■ **Görev tanımı**
Kayıtların ilk satırından "[[[598,41],[590,0],[556,0],[566,85],[570,89],[601,81]]]" ifadesini içeren satıra kadar, iki uç da dahil olmak üzere, satırları hiç değiştirmeden yazın.

■ **Listelenen kayıtlar**
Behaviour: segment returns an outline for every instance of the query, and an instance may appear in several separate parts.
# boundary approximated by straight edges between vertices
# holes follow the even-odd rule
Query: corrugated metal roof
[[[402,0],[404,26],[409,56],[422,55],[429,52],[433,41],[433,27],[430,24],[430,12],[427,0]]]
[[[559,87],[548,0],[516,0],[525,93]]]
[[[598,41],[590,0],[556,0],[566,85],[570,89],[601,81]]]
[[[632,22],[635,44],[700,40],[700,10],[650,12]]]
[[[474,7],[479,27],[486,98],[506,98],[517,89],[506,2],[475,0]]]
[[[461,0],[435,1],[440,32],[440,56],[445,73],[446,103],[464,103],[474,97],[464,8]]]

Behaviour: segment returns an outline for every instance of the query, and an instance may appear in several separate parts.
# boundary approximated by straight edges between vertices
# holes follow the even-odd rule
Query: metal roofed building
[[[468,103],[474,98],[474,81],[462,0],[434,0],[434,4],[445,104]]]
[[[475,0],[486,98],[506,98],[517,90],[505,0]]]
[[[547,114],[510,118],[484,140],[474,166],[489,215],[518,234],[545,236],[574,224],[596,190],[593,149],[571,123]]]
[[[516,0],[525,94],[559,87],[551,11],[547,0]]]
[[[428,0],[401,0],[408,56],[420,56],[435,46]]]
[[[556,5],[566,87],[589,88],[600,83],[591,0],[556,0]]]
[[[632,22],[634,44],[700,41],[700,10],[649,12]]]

■ **Tam yanıt**
Behaviour: segment returns an outline for every instance of the query, and an instance may appear in several separate parts.
# boundary approximated by straight edges between vertices
# holes follow the even-odd rule
Query: corrugated metal roof
[[[402,0],[404,26],[409,56],[422,55],[429,52],[433,41],[433,27],[430,24],[430,12],[427,0]]]
[[[559,87],[548,0],[516,0],[525,93]]]
[[[598,41],[590,0],[556,0],[566,85],[570,89],[601,81]]]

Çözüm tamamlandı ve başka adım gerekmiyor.